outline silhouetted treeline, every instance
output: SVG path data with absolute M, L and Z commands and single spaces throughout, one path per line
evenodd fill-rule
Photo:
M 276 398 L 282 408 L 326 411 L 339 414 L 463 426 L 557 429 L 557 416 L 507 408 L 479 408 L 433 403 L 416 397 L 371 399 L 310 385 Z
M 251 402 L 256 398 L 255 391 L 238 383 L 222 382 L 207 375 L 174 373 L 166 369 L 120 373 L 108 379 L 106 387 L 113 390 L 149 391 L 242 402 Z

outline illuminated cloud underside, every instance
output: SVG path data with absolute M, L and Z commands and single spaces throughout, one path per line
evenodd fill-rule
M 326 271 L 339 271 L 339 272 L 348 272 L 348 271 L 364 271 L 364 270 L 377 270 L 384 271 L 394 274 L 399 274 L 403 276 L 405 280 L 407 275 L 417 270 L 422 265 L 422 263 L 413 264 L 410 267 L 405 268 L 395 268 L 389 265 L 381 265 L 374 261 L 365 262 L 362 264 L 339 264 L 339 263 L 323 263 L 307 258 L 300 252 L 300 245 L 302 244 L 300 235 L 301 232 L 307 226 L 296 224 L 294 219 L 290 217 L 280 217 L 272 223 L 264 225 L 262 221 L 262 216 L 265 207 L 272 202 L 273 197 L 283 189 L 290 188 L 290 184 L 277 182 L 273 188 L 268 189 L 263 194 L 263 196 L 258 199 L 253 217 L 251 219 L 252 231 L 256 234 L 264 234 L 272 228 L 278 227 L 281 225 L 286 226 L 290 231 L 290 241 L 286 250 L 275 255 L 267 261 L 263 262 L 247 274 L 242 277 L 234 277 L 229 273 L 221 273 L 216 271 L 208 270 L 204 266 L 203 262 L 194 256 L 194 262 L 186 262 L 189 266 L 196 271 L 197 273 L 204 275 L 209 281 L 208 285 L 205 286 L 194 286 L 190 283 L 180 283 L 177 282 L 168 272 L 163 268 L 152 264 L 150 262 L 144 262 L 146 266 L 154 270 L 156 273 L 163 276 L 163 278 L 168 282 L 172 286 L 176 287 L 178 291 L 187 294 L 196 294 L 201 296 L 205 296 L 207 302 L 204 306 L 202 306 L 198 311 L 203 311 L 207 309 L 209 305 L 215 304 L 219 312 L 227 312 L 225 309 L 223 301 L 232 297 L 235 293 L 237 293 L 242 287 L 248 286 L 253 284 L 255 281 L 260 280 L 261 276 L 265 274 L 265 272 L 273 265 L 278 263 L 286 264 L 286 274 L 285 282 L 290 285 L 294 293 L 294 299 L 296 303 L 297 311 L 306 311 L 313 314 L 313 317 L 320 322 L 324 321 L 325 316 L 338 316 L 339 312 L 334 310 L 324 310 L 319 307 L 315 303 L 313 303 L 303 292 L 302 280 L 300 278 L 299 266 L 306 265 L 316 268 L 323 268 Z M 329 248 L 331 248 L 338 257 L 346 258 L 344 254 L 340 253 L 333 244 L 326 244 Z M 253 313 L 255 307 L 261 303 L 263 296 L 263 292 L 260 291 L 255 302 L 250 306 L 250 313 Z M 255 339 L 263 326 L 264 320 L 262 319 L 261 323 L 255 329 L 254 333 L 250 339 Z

□ □ □ □ □ □ □

Aim>
Could you print all of the lines above again, character for character, with nothing added, dropped, or changed?

Output for this task>
outline silhouetted treeline, every instance
output: SVG path data with absolute M, L and Z commands and single spaces throughout, one path per line
evenodd fill-rule
Photo:
M 276 398 L 282 408 L 326 411 L 339 414 L 463 426 L 557 429 L 557 416 L 507 408 L 479 408 L 433 403 L 416 397 L 371 399 L 310 385 Z
M 251 402 L 256 398 L 255 391 L 238 383 L 222 382 L 207 375 L 174 373 L 166 369 L 120 373 L 108 379 L 106 387 L 113 390 L 149 391 L 242 402 Z

outline illuminated cloud underside, every instance
output: SVG path data with absolute M, L and Z commands and single spaces throughout, one path per line
evenodd fill-rule
M 326 271 L 339 271 L 339 272 L 348 272 L 348 271 L 364 271 L 364 270 L 377 270 L 384 271 L 394 274 L 399 274 L 403 276 L 405 280 L 407 275 L 417 270 L 422 265 L 422 263 L 413 264 L 410 267 L 405 268 L 395 268 L 389 265 L 381 265 L 374 261 L 365 262 L 362 264 L 339 264 L 339 263 L 323 263 L 307 258 L 300 252 L 300 245 L 302 244 L 300 235 L 301 232 L 307 226 L 296 224 L 294 219 L 290 217 L 280 217 L 272 223 L 264 225 L 262 221 L 262 216 L 265 207 L 272 202 L 273 197 L 283 189 L 290 188 L 290 184 L 277 182 L 273 188 L 268 189 L 263 194 L 263 196 L 258 199 L 253 217 L 251 219 L 252 231 L 256 234 L 264 234 L 272 228 L 278 227 L 281 225 L 286 226 L 290 231 L 290 241 L 286 250 L 275 255 L 267 261 L 263 262 L 247 274 L 242 277 L 234 277 L 229 273 L 221 273 L 216 271 L 208 270 L 204 266 L 203 262 L 194 256 L 194 262 L 186 262 L 189 266 L 196 271 L 197 273 L 204 275 L 209 281 L 208 285 L 205 286 L 194 286 L 190 283 L 180 283 L 177 282 L 168 272 L 163 268 L 152 264 L 150 262 L 144 262 L 146 266 L 154 270 L 156 273 L 163 276 L 163 278 L 168 282 L 172 286 L 176 287 L 178 291 L 187 294 L 196 294 L 201 296 L 205 296 L 207 302 L 204 306 L 202 306 L 198 311 L 203 311 L 207 309 L 209 305 L 215 304 L 219 312 L 227 312 L 225 309 L 223 301 L 232 297 L 235 293 L 237 293 L 242 287 L 248 286 L 253 284 L 255 281 L 260 280 L 261 276 L 265 274 L 265 272 L 273 265 L 278 263 L 286 264 L 286 274 L 285 282 L 290 285 L 294 293 L 294 299 L 296 303 L 297 311 L 306 311 L 313 314 L 313 317 L 320 322 L 324 321 L 325 316 L 338 316 L 339 312 L 334 310 L 324 310 L 319 307 L 315 303 L 313 303 L 303 292 L 302 280 L 300 278 L 299 266 L 306 265 L 316 268 L 323 268 Z M 329 248 L 331 248 L 338 257 L 346 258 L 344 254 L 340 253 L 333 244 L 326 244 Z M 253 313 L 255 307 L 261 303 L 263 296 L 263 292 L 260 291 L 255 302 L 250 306 L 250 313 Z M 255 339 L 263 326 L 264 320 L 262 319 L 261 323 L 255 329 L 254 333 L 250 339 Z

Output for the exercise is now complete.